### [Aim of the exercise]
Retype every line from the start of the data down to and including the line with "Mark one point on each instance of the blurred". Skip the pictures.

### [Source data]
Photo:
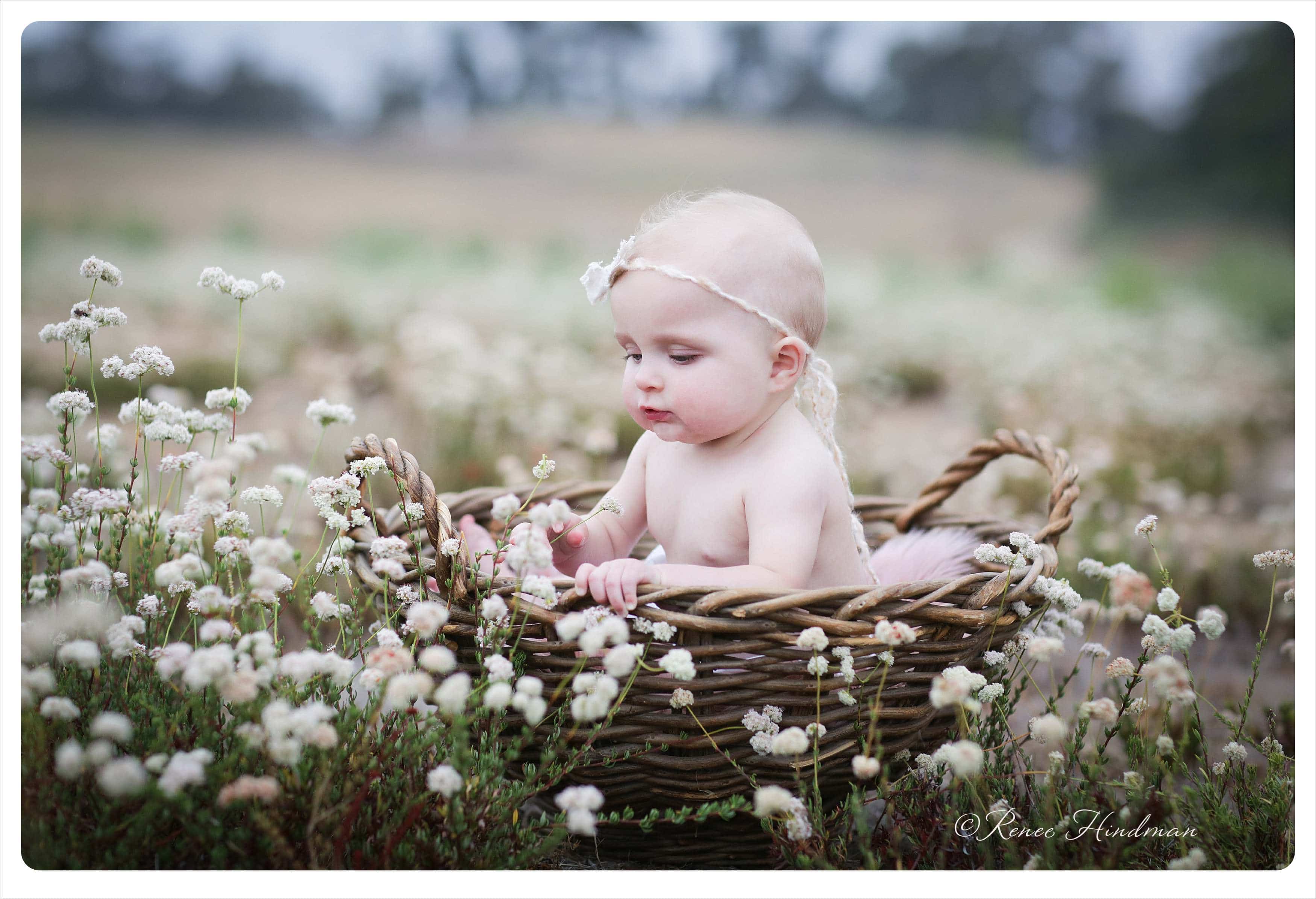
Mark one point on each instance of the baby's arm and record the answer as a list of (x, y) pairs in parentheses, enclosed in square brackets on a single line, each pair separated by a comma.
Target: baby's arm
[(610, 536), (784, 514)]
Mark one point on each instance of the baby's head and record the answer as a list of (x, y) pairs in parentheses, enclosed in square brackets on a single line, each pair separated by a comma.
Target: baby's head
[(708, 364)]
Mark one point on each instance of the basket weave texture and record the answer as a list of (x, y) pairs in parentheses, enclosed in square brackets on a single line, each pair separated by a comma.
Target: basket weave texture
[(743, 640)]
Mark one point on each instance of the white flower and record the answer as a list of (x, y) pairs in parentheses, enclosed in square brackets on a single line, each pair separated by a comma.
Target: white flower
[(894, 633), (791, 741), (964, 757), (505, 507), (498, 696), (450, 696), (1168, 599), (598, 279), (1274, 559), (1211, 622), (622, 659), (427, 618), (445, 781), (865, 767), (773, 801), (678, 664), (228, 398), (813, 639), (121, 777), (1235, 752), (1047, 728)]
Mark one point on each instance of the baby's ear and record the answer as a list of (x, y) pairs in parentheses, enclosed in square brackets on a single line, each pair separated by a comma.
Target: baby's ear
[(789, 361)]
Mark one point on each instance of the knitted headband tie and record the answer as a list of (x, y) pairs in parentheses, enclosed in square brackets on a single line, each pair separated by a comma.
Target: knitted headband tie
[(815, 392)]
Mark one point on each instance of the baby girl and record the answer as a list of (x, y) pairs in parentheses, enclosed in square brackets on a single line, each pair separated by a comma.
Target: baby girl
[(718, 305)]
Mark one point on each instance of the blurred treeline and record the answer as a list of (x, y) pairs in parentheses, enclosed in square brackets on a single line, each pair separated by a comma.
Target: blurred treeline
[(1048, 89)]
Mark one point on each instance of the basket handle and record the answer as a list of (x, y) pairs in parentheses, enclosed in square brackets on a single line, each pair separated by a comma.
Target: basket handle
[(439, 520), (1005, 442)]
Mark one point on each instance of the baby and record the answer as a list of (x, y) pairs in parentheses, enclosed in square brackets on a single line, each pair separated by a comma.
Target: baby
[(718, 305)]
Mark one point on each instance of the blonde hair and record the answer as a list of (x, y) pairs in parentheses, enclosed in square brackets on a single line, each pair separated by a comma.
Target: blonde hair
[(769, 260)]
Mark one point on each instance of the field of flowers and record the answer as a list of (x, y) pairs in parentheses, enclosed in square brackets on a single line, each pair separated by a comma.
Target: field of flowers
[(210, 682)]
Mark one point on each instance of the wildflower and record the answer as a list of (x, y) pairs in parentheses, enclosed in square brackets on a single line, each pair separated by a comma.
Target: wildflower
[(73, 402), (1102, 710), (540, 588), (791, 741), (544, 468), (594, 696), (1235, 752), (228, 398), (183, 770), (83, 653), (622, 659), (813, 639), (450, 696), (1120, 668), (679, 664), (121, 777), (1274, 559), (261, 789), (772, 801), (865, 767), (894, 633), (955, 686), (1047, 728), (1195, 860), (964, 757), (1211, 622), (581, 805), (505, 507)]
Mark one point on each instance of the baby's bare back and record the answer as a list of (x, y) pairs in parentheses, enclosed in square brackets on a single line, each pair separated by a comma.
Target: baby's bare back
[(708, 506)]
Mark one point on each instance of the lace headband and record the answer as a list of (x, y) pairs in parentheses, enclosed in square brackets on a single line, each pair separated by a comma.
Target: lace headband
[(815, 392)]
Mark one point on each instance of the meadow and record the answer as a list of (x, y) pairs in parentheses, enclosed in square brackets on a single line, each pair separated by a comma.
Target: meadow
[(432, 289)]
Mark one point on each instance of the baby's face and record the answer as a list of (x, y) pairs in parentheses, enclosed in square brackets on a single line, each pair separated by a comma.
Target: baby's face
[(697, 366)]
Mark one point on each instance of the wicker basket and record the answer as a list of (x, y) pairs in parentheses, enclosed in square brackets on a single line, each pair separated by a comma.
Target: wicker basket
[(657, 756)]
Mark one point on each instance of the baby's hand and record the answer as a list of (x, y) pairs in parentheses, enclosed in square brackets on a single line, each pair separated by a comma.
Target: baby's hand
[(615, 582)]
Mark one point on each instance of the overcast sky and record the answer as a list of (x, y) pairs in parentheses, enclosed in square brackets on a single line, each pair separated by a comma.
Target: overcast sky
[(341, 62)]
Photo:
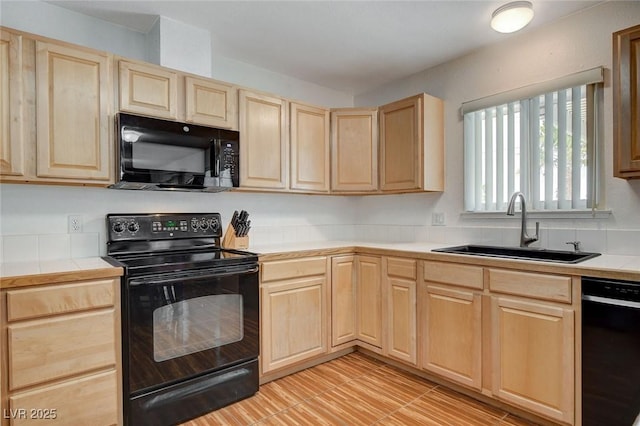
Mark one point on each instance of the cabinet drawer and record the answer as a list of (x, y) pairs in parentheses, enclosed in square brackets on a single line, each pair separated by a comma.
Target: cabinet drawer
[(91, 400), (454, 274), (49, 349), (538, 286), (59, 299), (285, 269), (403, 268)]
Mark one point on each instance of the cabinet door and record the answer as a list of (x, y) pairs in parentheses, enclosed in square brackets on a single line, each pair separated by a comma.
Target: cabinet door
[(400, 151), (73, 113), (12, 147), (343, 300), (48, 349), (148, 90), (401, 318), (626, 102), (369, 297), (452, 337), (263, 141), (533, 356), (354, 150), (88, 400), (309, 148), (211, 103), (294, 322)]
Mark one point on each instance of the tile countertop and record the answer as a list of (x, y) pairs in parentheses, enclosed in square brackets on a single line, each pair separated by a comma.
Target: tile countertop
[(17, 274), (22, 274), (604, 266)]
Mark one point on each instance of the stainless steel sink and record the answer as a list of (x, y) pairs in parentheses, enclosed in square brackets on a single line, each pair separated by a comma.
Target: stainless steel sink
[(542, 255)]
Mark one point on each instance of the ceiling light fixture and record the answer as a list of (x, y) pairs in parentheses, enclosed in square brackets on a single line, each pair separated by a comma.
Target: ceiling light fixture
[(512, 16)]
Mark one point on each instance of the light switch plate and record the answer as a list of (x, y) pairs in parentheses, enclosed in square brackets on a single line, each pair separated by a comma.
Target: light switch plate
[(74, 224), (437, 219)]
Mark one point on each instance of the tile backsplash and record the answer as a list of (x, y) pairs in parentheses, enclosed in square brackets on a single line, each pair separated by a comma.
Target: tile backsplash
[(20, 248)]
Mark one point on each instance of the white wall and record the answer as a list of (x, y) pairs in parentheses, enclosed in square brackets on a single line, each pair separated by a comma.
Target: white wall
[(578, 42), (33, 218), (47, 20)]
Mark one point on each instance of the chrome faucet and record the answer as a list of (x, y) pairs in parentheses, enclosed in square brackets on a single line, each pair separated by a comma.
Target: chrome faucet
[(525, 239)]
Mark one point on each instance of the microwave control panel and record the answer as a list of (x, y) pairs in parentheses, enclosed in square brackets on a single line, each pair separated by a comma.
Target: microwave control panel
[(163, 226)]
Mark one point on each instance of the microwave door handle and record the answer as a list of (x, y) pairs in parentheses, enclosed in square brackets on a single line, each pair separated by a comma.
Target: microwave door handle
[(215, 163), (165, 281)]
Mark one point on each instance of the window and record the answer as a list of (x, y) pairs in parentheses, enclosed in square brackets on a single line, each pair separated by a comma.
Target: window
[(540, 140)]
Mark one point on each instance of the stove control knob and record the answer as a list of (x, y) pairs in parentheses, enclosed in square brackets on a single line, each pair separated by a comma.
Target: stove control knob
[(133, 227)]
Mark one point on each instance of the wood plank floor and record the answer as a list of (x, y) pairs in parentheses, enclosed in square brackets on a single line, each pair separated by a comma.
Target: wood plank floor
[(356, 390)]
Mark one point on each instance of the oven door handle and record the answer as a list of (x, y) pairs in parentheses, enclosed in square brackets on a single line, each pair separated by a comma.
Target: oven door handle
[(612, 302), (158, 280)]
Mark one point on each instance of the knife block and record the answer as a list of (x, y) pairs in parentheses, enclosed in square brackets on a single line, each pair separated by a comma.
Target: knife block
[(231, 240)]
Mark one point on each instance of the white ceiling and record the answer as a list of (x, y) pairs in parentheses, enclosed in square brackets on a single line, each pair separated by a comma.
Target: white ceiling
[(352, 46)]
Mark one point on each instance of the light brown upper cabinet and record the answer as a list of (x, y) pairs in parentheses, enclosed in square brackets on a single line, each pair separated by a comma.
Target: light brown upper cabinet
[(309, 148), (626, 103), (354, 150), (263, 141), (412, 145), (12, 142), (210, 103), (149, 90), (73, 113), (56, 111), (161, 92)]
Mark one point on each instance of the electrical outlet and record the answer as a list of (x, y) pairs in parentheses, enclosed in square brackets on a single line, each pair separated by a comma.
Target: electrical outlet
[(437, 219), (74, 224)]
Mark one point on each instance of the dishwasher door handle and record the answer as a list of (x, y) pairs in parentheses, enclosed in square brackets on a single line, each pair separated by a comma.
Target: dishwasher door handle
[(612, 302)]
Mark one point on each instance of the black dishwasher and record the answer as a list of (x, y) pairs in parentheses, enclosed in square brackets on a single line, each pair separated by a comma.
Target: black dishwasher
[(610, 352)]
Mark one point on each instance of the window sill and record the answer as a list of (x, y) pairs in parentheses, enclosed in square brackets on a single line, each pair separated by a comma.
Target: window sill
[(566, 214)]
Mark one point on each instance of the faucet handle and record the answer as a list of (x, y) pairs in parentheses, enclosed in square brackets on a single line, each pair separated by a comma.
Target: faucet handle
[(576, 245)]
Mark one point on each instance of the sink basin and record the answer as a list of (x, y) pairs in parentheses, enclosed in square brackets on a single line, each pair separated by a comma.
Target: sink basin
[(542, 255)]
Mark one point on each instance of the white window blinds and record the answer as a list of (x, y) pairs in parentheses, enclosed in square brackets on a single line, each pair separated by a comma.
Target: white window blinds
[(543, 146)]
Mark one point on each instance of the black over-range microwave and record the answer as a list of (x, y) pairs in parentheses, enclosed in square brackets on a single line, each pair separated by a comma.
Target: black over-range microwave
[(158, 154)]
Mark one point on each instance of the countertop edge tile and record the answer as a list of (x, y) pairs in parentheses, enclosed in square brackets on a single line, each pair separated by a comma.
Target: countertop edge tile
[(606, 266), (24, 274)]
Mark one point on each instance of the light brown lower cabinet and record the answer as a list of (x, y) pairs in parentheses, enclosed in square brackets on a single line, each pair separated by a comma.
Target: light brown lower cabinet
[(451, 321), (61, 354), (294, 311), (452, 344), (369, 300), (400, 295), (533, 356), (343, 300), (507, 334)]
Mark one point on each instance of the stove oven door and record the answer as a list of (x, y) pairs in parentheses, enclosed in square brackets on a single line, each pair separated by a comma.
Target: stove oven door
[(186, 333)]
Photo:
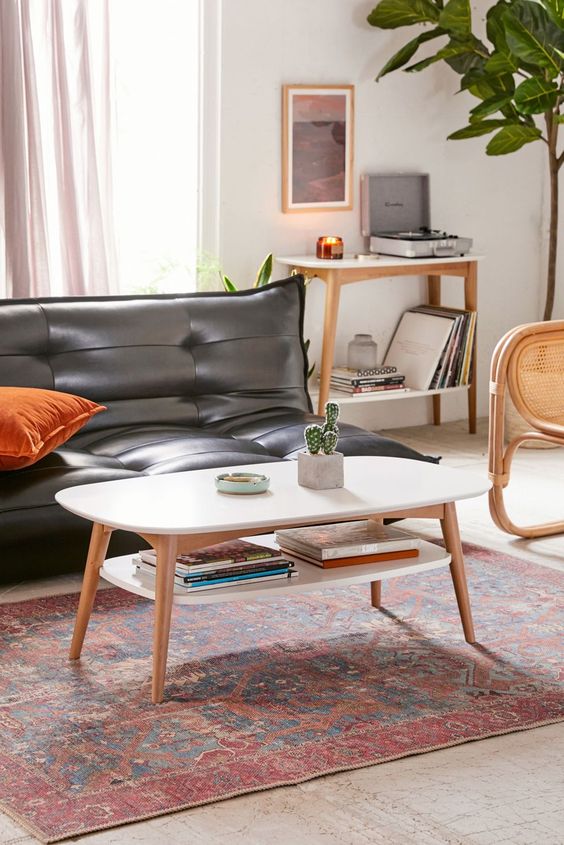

### [Written response]
Photo:
Mark one point on each instance of the baby's arm and record the answer as a list of (x, y) pairs in parentheses, enclosed in square brackets on a single line, each pair separated by a comma.
Target: baby's arm
[(610, 536), (784, 514)]
Mark one point on each instance of the baby's head and record the answer as a list of (x, y) pairs in parentheses, enclosed in square brackets on a single line, each pair separated by a comma.
Target: baby's head
[(708, 364)]
Mark one point on each instance of the basket weave texture and record the answer as a list of (x, y) pairs in parentheses, enclosed in square brackets on a single line, each pair separated by a comma.
Target: basket weave texture
[(743, 640)]
Mark one point on each instance of the white flower and record the answer as a list of (x, y) pairs in parentheses, enclosed in square brackets on a single line, each pair separated by a comma.
Target: white flower
[(894, 633), (791, 741), (964, 757), (505, 507), (498, 696), (450, 696), (1168, 599), (598, 279), (1274, 559), (1211, 622), (622, 659), (427, 618), (445, 781), (865, 767), (773, 801), (678, 664), (228, 398), (813, 639), (121, 777), (1235, 752), (1047, 728)]
Mark one point on each instance of the baby's ear and record the answer as a list of (x, y) pairs in parentheses, enclosed in square brackets on a single line, each pair separated by a comma.
Target: baby's ear
[(789, 361)]
Mark one point on each instance of the knitted headband tie and record the answer as a list of (x, y) pairs in parentheses, enclosed in square brackets on a single line, each pair separated by a comma.
Target: knitted headband tie
[(815, 392)]
Mark one point on each instance of the baby girl and record the answer as a list of (x, y) pairs in parentheses, enclosed in square brackets on a single line, each pair separated by a comma.
Target: baby girl
[(718, 305)]
Mark one point on each instance of the blurred treeline and record the answer as a list of (x, y) pairs in parentheses, enclosed in square brackets on a single line, each pair separated by a comma.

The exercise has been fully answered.